--- DATA SUPPLIED ---
━━━

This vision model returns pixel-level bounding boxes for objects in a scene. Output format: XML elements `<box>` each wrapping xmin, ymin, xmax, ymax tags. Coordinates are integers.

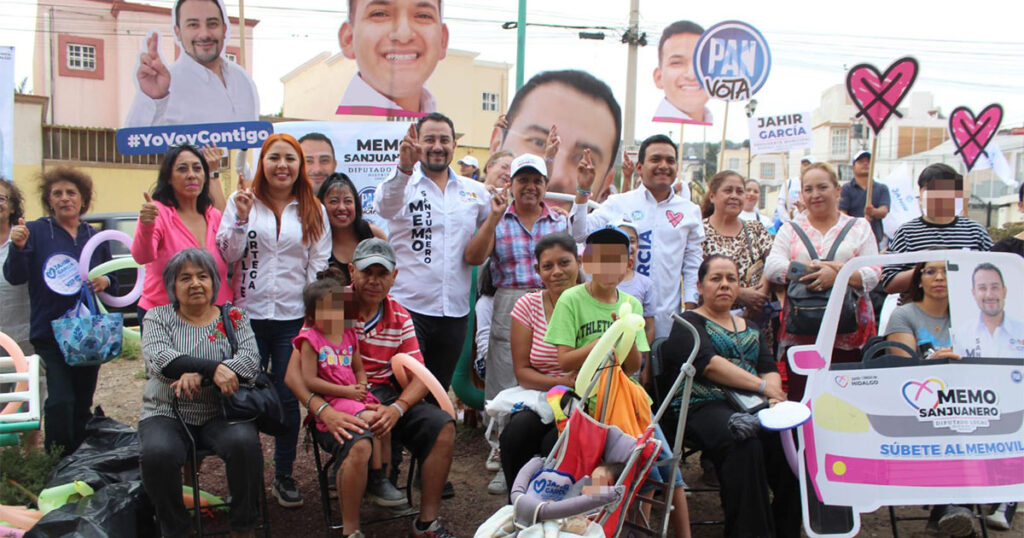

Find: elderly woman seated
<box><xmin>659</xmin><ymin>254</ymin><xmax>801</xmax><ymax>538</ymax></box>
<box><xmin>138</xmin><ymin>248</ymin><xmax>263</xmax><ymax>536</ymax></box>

━━━

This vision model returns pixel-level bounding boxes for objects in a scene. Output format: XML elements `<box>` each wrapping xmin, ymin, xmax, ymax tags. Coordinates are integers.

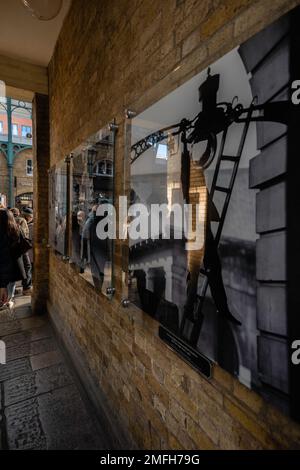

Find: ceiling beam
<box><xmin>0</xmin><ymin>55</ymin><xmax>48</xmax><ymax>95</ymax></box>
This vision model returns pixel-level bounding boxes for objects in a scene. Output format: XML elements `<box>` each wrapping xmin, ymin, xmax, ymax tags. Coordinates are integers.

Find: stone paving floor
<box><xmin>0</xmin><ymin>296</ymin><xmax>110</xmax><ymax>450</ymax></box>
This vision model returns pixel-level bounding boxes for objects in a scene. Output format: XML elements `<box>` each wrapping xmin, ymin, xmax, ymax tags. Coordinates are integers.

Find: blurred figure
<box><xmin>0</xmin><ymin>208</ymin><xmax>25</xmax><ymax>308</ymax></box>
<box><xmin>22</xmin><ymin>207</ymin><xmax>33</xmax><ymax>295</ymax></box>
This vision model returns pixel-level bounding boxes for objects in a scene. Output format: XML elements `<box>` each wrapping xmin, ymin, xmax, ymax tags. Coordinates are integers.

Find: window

━━━

--- INSTRUCTIONS FOR THE TASK ---
Count the lines in the records above that contain the string "Find". Reply with the number only.

--- SOLUTION TO THIS TASK ---
5